TEXTE FOURNI:
· · · · · · ·

Beaucoup de couples rêvent d’avoir un enfant. Malheureusement, tous n’y parviennent pas naturellement. Pour certains, il arrive que la solution nécessite d’utiliser l’ovocyte (l’ovule) d’une autre femme… Mais encore faut-il que ces couples disposent des ovocytes d’une donneuse.
En France, le don d’ovocytes reste en effet une pratique peu répandue. Que vous soyez donneuse, receveuse, ou tout simplement curieuse… voici comment ça se déroule !
Dans ce dossier :
> Le témoignage émouvant de Natacha, âgée de 30 ans, donneuse.
> A qui s’adresse le don d’ovocytes, et qui peut donner ?
> Comment se déroule un don d’ovocytes : les différentes étapes,
> Enfin, les conseils d’une gynécologue.
Don d’ovocytes : comment ça se passe ? : Le témoignage
Pourquoi avez-vous eu envie de pratiquer un don d’ovocytes ?
À 27 ans j’étais mama de 3 enfants, mais j’ai eu un peu de mal à avoir mon 2ème. Une fois que nous avons nos enfants, nous imaginons mal la vie sans eux. Lors d’un rendez-vous chez le pédiatre, j’ai vu un livre sur le don d’ovocytes. Une fois rentrée chez moi, j’ai appelé le centre Cecos le plus proche de chez moi (à 200 km !), et j’y ai pris un rendez-vous pour trois mois plus tard.
Pourquoi un délai si long ?
Parce que le centre étant loin de chez moi, je voulais regrouper tous mes rendez-vous le même jour. Cela m’a pris une matinée pour voir la psychologue, le gynécologue, l’anesthésiste et le biologiste.
Comment ça se passe ensuite ?

· · · · · · ·

DONNÉES DISPONIBLES:

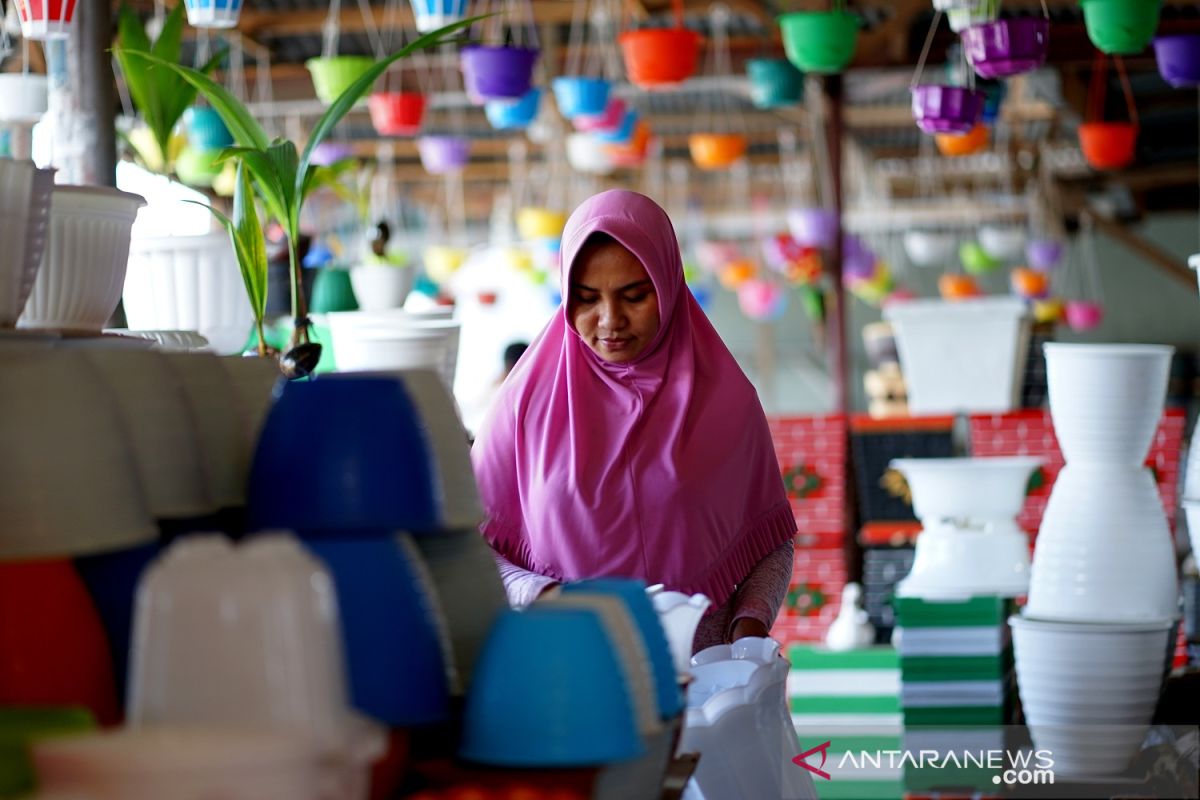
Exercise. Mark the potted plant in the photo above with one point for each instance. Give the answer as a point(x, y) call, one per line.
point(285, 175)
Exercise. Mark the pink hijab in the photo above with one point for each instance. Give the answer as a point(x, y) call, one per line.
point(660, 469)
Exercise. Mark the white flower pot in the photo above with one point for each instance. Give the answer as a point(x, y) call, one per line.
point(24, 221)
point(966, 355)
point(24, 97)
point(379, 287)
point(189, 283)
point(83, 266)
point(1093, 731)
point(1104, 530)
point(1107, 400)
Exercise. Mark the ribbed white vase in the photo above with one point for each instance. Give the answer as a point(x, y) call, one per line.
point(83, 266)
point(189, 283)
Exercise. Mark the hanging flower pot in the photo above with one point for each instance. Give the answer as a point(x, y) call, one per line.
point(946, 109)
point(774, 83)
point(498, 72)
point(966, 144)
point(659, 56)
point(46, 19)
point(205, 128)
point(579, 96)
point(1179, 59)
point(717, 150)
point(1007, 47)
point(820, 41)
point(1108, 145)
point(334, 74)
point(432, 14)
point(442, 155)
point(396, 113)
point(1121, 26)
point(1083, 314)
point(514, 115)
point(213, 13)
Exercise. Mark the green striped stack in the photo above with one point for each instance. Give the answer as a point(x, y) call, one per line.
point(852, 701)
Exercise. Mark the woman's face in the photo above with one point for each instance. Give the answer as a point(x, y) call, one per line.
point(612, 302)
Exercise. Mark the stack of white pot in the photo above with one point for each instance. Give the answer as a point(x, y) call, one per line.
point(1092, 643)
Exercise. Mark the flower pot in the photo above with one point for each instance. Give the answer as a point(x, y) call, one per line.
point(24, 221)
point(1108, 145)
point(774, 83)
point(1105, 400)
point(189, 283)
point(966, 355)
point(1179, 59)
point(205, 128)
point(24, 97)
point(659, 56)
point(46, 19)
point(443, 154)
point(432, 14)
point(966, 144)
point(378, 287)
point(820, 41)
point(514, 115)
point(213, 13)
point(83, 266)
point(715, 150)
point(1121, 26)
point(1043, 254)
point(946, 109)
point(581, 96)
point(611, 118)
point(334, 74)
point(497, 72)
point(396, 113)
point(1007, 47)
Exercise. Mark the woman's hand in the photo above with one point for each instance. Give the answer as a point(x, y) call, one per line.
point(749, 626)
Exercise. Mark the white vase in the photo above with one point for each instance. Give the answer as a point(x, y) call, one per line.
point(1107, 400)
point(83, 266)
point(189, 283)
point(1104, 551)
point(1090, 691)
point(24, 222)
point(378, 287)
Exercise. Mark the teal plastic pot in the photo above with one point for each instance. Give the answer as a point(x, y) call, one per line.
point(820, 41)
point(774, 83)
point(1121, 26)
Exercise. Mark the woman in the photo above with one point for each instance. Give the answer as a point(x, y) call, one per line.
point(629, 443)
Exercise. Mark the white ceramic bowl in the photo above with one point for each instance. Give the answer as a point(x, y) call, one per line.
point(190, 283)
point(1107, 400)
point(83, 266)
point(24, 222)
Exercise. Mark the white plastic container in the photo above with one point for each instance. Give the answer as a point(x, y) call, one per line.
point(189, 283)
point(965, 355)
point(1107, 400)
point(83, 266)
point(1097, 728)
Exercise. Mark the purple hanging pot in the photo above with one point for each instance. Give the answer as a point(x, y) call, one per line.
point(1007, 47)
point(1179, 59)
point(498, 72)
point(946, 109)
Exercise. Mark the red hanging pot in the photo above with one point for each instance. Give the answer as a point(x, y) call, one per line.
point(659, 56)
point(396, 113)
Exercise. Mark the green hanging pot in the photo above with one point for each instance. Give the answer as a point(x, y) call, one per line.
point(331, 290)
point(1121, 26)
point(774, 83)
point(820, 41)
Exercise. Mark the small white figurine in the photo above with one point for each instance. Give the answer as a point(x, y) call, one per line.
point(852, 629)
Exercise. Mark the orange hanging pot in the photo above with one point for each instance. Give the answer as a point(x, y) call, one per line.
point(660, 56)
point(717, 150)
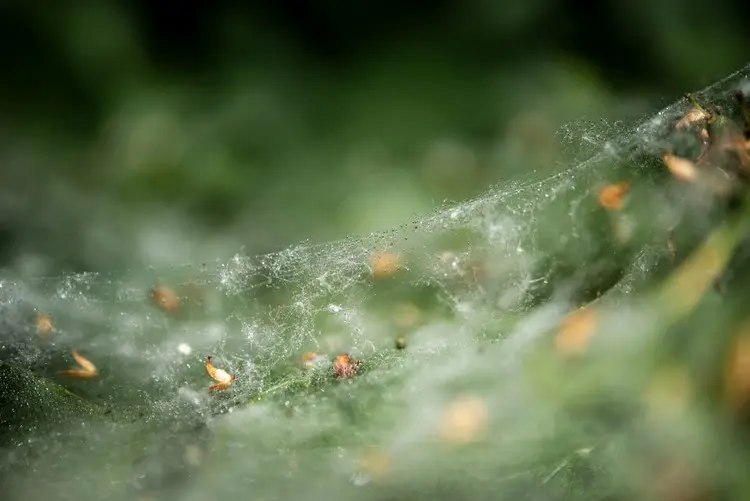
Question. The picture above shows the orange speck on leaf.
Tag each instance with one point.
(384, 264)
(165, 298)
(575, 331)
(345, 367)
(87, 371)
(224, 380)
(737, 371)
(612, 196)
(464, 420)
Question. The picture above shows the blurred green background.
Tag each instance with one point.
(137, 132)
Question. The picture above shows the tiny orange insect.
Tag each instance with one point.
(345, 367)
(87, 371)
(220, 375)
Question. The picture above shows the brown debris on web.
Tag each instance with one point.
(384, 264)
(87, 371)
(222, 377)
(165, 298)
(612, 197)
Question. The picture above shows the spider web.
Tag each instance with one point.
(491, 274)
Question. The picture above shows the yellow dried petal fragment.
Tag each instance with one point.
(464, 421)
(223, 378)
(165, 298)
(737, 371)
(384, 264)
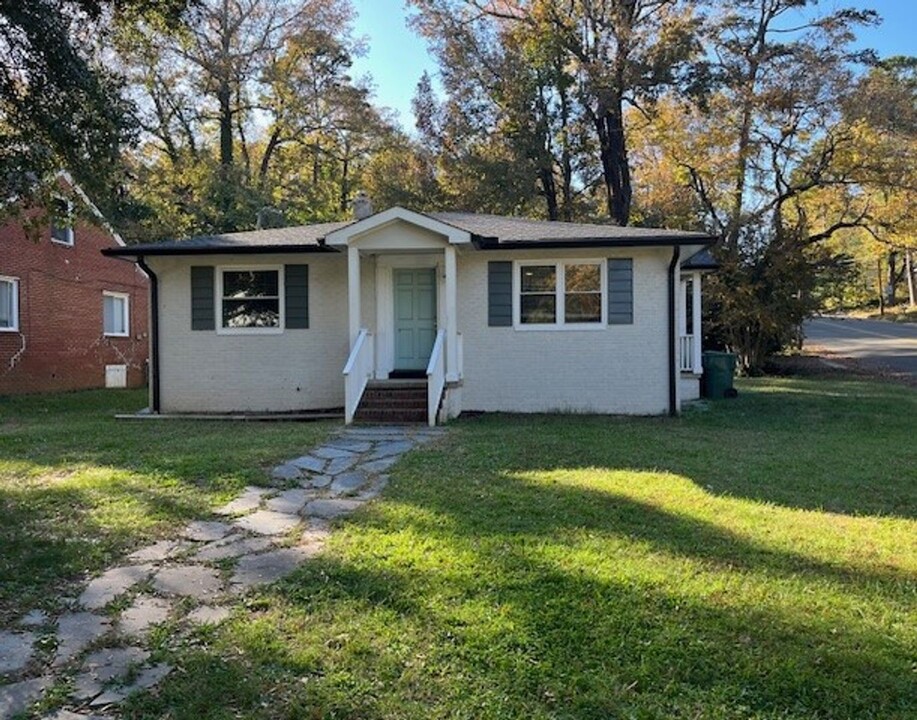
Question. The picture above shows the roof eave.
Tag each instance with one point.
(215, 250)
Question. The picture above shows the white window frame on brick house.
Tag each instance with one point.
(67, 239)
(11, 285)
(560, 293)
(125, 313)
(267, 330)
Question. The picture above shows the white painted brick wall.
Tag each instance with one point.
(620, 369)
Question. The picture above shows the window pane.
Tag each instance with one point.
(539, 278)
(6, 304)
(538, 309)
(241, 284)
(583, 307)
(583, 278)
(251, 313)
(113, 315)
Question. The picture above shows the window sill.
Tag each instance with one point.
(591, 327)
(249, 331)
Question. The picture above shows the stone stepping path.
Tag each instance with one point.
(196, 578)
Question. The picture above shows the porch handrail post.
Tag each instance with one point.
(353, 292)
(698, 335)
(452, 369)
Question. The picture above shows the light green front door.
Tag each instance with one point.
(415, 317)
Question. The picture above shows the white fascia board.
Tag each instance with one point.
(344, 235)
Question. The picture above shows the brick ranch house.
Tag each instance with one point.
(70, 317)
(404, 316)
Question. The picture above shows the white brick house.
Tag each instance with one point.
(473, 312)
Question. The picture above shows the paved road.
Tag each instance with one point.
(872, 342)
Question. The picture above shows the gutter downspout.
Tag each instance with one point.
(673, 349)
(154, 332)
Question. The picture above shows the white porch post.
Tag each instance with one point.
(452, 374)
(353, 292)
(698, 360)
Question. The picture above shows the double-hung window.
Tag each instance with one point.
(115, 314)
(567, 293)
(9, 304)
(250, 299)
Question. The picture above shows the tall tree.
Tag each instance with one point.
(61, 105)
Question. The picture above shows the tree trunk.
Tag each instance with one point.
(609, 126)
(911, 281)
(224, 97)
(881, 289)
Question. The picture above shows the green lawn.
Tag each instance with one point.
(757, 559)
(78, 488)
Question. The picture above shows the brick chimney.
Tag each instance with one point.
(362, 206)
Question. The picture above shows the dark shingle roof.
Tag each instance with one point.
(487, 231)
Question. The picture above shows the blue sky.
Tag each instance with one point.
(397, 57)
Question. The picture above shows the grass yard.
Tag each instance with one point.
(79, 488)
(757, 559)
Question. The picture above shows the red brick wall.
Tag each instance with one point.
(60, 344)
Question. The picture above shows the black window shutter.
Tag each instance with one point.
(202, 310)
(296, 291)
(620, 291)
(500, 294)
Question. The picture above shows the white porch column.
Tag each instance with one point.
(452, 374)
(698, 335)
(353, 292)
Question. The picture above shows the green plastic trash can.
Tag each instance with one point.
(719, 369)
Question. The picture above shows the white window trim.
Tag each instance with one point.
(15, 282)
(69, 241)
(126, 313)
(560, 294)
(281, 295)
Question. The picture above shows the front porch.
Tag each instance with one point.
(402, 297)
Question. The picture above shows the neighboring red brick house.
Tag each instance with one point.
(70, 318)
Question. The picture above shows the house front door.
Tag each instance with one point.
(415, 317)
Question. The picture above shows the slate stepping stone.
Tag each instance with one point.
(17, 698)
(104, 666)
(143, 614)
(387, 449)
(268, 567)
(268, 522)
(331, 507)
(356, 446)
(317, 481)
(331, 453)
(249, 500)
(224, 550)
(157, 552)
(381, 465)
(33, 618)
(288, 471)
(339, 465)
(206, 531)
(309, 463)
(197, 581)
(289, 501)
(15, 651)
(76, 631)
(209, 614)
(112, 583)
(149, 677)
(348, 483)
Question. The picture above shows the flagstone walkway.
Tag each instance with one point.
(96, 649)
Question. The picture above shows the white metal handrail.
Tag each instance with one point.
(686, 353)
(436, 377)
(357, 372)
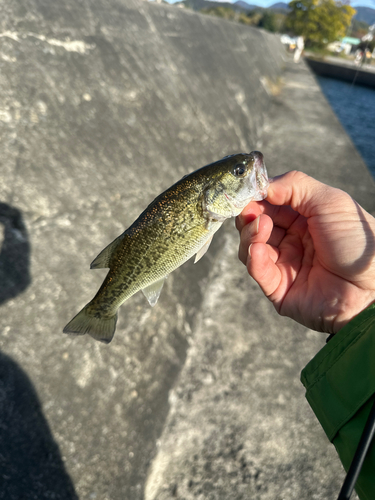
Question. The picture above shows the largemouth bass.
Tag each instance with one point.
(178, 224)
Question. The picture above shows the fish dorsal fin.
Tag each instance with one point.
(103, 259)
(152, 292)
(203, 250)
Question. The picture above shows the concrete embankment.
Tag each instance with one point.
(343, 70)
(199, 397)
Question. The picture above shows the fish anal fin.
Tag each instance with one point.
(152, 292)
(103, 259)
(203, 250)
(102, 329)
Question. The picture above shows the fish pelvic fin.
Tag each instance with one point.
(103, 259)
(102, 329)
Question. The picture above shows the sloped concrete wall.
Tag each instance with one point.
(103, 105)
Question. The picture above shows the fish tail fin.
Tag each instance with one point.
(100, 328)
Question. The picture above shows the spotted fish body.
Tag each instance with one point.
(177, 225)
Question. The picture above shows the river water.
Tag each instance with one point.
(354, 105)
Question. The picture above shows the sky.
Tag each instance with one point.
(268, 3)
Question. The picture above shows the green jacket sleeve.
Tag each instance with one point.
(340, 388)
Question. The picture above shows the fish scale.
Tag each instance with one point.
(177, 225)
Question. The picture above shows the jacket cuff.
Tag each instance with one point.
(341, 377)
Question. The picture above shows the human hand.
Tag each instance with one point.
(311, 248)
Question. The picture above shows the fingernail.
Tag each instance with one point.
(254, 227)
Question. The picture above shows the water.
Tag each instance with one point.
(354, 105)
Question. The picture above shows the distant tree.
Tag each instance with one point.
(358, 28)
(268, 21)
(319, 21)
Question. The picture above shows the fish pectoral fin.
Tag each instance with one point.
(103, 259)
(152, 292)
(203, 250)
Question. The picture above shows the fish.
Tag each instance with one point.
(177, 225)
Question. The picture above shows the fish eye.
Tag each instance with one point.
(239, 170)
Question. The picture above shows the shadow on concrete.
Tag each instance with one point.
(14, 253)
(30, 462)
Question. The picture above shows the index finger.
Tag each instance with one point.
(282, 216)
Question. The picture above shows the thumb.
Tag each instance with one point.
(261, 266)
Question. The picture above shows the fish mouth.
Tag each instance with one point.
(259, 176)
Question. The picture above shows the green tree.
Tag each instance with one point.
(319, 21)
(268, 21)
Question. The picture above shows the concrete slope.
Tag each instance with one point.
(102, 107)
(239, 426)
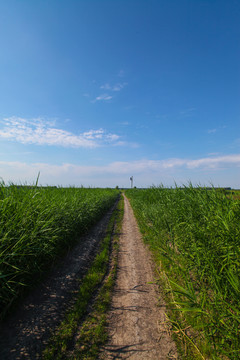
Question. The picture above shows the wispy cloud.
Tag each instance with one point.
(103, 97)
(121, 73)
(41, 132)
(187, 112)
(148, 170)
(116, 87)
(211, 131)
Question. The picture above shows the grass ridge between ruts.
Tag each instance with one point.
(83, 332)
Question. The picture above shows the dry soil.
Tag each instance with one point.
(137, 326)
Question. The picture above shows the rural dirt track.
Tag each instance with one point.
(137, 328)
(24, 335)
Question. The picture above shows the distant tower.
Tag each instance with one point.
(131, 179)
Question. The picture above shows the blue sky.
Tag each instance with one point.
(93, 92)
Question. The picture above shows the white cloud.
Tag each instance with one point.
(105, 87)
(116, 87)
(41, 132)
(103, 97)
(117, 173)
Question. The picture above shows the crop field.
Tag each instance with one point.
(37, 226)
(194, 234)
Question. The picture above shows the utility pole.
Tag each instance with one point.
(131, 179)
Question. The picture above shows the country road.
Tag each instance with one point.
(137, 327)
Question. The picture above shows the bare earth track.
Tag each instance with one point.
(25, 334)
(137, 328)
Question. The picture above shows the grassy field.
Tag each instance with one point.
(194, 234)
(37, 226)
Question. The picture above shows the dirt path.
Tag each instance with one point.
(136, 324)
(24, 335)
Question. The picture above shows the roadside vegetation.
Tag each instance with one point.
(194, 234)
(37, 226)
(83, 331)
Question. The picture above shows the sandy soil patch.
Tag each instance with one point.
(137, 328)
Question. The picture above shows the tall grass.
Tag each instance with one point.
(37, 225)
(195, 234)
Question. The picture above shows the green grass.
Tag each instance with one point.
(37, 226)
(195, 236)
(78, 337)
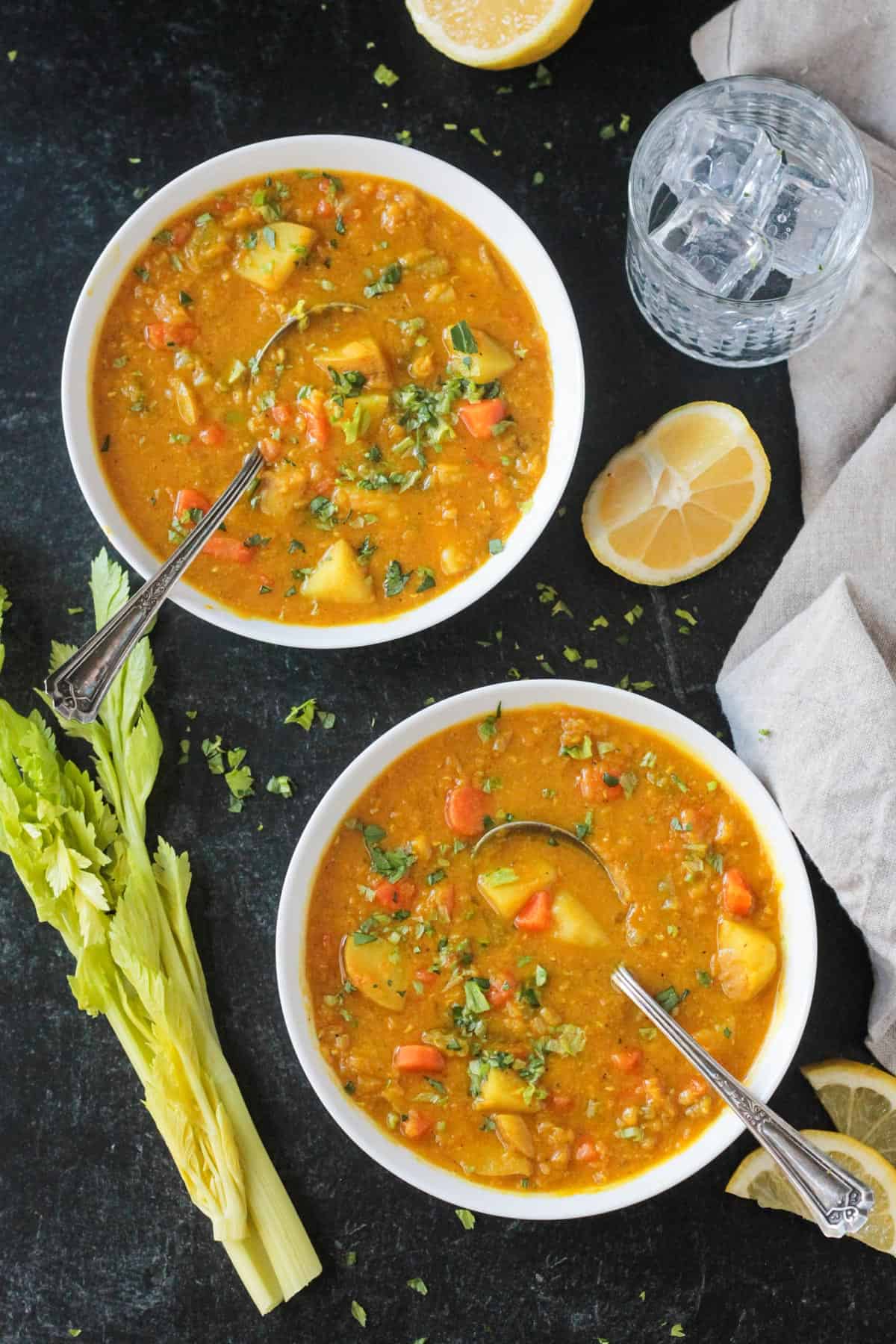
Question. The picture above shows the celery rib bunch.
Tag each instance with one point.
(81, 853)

· · · · · · ·

CONSIGNE A:
Recopiez sans rien changer le passage du texte sur le don d'ovocytes qui s'ouvre sur les mots « Pourquoi un délai » et s'achève sur « passe ensuite ? ».
CONSIGNE B:
Réécrivez plus brièvement le paragraphe du texte sur le don d'ovocytes qui commence par « Beaucoup de couples rêvent », en conservant ses informations essentielles.

RÉPONSE ATTENDUE A:
Pourquoi un délai si long ?
Parce que le centre étant loin de chez moi, je voulais regrouper tous mes rendez-vous le même jour. Cela m’a pris une matinée pour voir la psychologue, le gynécologue, l’anesthésiste et le biologiste.
Comment ça se passe ensuite ?

RÉPONSE ATTENDUE B:
De nombreux couples qui désirent un enfant n'y parviennent pas naturellement. Certains doivent alors recourir à l'ovocyte d'une autre femme, ce qui suppose de disposer des ovocytes d'une donneuse.